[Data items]
○ ○ ○ ○ ○

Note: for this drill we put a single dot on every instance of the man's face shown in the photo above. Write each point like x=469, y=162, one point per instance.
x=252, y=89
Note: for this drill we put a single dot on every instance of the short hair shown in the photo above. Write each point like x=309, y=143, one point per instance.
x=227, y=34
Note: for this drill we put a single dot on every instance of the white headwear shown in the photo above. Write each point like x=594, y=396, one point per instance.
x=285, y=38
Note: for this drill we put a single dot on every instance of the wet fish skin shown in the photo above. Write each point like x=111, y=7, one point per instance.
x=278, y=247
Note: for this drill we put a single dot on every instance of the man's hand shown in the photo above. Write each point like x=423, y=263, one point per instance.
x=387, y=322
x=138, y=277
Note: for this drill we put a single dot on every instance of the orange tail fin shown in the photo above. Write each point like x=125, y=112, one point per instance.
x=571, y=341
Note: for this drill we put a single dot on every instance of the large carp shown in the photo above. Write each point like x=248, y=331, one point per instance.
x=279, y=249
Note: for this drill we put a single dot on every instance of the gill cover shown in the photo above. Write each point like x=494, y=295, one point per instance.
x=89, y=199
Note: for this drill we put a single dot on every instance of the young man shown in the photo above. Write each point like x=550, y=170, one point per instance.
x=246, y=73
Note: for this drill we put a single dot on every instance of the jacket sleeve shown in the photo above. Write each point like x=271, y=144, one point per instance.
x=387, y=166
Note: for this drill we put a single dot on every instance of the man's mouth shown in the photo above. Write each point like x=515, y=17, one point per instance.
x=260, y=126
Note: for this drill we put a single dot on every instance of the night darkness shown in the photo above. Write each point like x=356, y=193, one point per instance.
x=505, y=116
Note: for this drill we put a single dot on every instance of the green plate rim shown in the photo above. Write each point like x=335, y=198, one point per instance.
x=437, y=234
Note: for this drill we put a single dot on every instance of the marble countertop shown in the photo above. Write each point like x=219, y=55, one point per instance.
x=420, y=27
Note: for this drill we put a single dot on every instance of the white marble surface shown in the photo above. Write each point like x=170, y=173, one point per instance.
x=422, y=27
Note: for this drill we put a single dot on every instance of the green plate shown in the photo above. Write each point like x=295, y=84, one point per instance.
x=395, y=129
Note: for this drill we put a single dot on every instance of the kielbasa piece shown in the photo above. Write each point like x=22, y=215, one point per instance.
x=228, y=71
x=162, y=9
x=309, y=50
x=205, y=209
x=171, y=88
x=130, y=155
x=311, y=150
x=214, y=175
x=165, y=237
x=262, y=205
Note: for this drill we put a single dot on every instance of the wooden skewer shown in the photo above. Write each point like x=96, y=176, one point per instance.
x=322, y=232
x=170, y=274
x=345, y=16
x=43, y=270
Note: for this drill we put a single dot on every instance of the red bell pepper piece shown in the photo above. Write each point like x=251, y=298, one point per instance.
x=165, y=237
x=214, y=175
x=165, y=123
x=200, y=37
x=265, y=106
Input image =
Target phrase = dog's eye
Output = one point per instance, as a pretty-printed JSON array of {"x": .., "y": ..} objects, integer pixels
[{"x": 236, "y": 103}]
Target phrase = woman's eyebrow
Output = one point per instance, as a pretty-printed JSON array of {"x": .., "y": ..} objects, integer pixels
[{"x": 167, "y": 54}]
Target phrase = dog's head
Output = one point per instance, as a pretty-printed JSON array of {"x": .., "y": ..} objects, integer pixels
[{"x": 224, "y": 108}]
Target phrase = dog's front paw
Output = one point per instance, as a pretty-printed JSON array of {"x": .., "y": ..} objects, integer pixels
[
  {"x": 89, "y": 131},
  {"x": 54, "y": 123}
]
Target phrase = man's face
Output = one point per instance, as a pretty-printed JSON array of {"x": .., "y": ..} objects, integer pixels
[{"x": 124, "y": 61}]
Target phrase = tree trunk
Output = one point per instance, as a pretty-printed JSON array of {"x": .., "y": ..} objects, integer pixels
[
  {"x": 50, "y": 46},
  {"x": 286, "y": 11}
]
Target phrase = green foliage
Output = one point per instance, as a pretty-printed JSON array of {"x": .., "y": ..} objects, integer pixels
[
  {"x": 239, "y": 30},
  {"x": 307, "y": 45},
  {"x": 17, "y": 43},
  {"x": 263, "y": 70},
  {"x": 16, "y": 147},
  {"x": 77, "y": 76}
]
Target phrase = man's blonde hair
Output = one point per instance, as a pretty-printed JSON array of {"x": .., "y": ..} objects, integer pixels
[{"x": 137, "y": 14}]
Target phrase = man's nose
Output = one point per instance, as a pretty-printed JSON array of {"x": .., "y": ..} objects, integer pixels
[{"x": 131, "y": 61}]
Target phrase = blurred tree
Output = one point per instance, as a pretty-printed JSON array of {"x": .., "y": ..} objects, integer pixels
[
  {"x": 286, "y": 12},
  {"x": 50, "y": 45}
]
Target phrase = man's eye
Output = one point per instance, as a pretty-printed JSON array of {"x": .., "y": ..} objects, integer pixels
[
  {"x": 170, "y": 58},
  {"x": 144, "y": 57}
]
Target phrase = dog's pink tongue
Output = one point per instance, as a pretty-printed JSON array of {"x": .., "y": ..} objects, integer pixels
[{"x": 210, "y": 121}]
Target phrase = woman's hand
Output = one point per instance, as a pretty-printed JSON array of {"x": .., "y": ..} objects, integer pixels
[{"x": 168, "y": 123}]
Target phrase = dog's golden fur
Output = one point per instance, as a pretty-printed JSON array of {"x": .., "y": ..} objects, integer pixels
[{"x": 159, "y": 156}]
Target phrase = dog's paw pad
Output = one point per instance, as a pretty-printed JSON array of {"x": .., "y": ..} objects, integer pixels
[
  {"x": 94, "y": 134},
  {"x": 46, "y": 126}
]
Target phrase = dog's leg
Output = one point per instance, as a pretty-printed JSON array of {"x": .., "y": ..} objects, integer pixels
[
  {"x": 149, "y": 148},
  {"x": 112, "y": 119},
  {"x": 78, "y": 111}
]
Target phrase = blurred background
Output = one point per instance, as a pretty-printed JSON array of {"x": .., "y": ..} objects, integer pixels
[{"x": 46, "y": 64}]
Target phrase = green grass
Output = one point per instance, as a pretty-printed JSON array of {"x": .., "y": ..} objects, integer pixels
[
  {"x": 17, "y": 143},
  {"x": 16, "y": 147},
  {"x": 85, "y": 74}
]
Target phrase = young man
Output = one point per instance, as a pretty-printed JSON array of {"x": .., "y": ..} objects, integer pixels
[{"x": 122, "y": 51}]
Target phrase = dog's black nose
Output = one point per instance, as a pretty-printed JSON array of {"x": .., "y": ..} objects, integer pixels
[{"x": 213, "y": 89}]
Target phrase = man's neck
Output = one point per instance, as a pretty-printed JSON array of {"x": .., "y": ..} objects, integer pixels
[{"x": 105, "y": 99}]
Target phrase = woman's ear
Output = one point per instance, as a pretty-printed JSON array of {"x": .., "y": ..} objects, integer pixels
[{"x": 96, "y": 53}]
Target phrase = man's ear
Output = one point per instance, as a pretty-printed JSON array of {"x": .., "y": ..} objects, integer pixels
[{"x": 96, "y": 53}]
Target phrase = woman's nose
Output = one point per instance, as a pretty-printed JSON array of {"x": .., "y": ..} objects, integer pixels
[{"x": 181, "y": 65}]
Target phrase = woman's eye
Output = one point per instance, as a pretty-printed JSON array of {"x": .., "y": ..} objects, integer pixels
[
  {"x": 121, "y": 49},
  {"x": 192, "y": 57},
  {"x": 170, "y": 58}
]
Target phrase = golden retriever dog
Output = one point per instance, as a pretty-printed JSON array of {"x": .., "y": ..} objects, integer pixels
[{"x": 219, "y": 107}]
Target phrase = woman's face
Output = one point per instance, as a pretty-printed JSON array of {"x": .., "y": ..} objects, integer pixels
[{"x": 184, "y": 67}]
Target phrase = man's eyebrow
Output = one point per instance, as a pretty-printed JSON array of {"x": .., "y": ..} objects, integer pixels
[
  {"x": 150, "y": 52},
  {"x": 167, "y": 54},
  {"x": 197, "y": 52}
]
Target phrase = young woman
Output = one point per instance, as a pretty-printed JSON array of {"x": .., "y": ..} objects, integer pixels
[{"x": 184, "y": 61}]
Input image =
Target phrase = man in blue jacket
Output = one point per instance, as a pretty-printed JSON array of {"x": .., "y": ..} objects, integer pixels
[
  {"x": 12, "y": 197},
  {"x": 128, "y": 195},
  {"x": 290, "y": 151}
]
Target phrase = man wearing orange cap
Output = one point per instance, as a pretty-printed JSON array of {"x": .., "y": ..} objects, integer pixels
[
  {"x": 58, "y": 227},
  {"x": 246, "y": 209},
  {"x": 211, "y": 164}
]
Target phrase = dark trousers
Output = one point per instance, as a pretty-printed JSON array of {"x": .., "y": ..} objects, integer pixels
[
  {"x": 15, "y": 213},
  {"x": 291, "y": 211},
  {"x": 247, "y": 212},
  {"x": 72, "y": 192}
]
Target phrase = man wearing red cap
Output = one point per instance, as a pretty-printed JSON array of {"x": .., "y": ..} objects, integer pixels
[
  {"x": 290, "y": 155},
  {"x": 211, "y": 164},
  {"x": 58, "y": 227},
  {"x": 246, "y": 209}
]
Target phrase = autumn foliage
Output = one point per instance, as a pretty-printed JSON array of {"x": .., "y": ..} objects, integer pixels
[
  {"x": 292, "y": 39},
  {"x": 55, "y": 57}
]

○ ○ ○ ○ ○

• _What needs to be done_
Work out, please, how many lines above contain "golden"; answer only with the number.

• _Task output_
2